| Exercise |
Copy out the listing starting at the line that contains "Exercise. Mark every instance of the background" and ending at the line that contains "pixel 475 78", swapping "wooden stick" for "bamboo stick" and keeping every other character unchanged.

| Entries from a pointing dataset |

****************************************

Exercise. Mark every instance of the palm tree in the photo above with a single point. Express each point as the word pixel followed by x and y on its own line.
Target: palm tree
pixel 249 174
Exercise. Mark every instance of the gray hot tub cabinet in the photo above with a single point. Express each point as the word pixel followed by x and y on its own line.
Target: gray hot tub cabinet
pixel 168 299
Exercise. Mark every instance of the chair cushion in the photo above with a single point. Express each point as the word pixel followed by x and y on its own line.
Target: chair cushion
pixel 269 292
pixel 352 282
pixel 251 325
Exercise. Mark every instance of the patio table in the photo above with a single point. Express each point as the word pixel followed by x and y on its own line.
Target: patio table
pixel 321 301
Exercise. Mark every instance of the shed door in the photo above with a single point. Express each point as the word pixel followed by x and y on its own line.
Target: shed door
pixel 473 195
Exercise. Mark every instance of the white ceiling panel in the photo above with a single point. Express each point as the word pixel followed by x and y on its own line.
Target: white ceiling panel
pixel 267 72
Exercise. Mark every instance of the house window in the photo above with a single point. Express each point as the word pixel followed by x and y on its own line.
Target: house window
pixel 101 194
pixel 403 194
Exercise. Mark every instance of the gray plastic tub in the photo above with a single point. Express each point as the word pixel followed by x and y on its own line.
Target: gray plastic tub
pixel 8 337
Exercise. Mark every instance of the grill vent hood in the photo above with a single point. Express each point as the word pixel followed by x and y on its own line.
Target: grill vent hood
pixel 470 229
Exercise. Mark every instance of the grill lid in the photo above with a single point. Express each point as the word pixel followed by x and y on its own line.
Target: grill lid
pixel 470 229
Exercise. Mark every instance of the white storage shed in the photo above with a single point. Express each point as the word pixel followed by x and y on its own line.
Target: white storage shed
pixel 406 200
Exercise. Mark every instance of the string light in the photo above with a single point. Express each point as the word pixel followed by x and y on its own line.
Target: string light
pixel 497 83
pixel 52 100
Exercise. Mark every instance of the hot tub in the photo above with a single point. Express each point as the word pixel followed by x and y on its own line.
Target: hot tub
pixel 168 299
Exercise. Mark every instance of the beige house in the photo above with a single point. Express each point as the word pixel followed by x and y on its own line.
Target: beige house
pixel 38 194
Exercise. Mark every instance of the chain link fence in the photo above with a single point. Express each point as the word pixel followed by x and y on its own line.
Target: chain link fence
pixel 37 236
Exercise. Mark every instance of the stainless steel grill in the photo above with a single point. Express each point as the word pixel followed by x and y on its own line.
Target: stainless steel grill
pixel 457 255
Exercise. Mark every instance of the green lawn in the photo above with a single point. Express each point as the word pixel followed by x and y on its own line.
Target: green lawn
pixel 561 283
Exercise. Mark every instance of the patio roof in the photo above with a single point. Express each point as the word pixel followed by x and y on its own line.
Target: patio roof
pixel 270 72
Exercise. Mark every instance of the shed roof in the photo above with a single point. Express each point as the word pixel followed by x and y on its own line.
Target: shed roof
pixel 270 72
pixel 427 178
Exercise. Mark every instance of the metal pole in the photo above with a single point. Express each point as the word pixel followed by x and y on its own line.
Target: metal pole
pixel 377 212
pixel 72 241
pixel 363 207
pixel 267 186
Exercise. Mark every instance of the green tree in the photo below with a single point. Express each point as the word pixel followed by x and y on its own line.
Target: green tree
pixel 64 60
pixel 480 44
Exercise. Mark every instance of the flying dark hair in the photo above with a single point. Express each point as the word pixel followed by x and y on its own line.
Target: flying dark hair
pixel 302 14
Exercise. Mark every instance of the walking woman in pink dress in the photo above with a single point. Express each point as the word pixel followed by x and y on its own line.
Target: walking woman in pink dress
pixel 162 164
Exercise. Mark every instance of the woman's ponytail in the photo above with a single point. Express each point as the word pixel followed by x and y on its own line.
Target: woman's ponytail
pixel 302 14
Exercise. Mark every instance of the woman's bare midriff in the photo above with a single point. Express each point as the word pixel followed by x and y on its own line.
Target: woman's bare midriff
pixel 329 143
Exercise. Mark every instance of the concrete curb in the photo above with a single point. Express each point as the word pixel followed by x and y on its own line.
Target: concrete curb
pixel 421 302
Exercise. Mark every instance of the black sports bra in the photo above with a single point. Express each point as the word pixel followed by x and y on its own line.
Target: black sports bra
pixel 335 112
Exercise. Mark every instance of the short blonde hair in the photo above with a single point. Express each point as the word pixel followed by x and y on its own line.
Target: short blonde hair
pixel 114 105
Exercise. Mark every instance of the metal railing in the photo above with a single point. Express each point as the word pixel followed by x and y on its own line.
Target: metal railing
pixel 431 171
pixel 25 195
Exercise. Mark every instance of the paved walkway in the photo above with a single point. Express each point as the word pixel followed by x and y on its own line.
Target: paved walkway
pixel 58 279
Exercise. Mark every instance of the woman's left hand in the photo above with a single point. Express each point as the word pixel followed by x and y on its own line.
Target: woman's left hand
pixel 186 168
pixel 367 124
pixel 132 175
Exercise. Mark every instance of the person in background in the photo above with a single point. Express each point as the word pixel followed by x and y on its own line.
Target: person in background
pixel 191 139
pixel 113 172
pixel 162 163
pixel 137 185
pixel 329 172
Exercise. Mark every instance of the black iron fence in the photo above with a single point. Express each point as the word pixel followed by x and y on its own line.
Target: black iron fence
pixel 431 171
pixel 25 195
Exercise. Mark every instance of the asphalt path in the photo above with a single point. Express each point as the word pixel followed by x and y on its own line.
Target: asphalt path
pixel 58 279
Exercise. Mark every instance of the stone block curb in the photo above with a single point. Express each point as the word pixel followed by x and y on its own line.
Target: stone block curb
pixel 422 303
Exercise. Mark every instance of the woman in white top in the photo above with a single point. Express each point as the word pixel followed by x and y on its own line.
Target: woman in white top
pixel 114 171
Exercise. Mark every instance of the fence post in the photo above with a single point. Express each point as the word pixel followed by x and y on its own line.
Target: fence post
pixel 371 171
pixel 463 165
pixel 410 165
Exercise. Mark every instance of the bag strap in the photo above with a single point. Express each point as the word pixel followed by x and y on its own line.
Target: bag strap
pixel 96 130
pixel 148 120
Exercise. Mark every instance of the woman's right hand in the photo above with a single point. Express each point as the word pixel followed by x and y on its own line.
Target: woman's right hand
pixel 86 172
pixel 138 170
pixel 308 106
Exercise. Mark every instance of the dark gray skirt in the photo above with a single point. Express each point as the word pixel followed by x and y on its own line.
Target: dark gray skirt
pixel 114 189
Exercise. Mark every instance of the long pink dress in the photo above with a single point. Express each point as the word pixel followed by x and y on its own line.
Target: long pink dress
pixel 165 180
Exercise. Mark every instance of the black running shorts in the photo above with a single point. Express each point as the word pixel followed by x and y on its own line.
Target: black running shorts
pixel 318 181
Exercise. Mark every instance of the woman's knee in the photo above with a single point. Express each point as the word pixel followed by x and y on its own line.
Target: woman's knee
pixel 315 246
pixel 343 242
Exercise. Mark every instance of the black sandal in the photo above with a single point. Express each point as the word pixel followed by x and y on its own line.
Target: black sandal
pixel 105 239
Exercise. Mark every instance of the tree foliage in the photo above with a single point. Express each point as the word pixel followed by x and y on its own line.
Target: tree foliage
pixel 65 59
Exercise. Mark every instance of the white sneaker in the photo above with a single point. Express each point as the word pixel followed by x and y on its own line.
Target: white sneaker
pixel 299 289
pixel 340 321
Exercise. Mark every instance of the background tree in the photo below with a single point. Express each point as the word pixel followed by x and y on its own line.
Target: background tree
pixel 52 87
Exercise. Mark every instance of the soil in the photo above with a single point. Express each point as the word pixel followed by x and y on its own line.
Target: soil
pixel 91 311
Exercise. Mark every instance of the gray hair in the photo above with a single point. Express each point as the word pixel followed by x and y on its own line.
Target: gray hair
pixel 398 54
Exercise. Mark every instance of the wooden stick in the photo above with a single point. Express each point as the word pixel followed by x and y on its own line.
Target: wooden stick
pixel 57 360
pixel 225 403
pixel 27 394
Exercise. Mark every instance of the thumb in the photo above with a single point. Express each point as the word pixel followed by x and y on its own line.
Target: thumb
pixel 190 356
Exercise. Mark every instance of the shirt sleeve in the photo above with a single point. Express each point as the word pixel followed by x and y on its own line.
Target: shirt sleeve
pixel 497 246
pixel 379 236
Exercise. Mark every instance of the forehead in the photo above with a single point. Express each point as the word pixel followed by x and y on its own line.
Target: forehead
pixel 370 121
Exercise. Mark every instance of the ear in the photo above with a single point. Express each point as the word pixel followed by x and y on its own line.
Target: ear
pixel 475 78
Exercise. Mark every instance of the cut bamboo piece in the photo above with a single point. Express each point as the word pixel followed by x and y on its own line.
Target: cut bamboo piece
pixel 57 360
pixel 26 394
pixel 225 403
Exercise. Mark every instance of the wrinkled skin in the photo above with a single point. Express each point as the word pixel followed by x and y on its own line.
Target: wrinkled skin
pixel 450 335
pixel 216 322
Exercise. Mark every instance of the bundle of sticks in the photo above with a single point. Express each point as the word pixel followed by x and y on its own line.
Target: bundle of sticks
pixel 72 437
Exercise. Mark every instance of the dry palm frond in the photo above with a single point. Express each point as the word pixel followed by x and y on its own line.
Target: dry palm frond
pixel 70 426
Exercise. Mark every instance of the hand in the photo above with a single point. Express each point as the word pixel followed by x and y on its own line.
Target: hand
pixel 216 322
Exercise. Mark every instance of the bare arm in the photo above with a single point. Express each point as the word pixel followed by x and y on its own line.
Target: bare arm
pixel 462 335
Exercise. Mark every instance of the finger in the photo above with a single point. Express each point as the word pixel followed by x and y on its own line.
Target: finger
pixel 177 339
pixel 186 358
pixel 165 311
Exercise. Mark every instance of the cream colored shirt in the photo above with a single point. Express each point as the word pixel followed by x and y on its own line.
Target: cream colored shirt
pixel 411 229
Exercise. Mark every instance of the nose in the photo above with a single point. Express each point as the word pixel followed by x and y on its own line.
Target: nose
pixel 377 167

****************************************

| Result of this exercise |
Exercise. Mark every instance of the background tree in the photo below with a single point. Express each point as the word pixel followed by x and y on its own line.
Target: background tree
pixel 52 87
Exercise. Mark every instance of the soil in the photo above with a single point. Express each point as the word pixel followed by x and y on its own line.
Target: soil
pixel 91 311
Exercise. Mark every instance of the gray hair in the photo above with a single point. Express each point as the word pixel followed by x and y on its own line.
Target: gray hair
pixel 398 54
Exercise. Mark every instance of the bamboo stick in the photo above with a single point. Express each point as the word pixel followed by x and y on its own line.
Target: bamboo stick
pixel 57 360
pixel 225 403
pixel 27 394
Exercise. Mark every instance of the thumb in the photo above with a single point. Express each point as the word pixel followed by x and y on its own line.
Target: thumb
pixel 190 356
Exercise. Mark every instance of the shirt sleeve in the photo above with a single point. Express each point as the word pixel followed by x and y on its own line.
Target: shirt sleeve
pixel 497 246
pixel 379 236
Exercise. Mark every instance of the forehead in the photo above with a single point. Express each point as the word pixel followed by x and y on its own line.
Target: forehead
pixel 370 121
Exercise. Mark every instance of the ear in the photo above with a single point. Express each point as the word pixel followed by x and y on its own line.
Target: ear
pixel 475 78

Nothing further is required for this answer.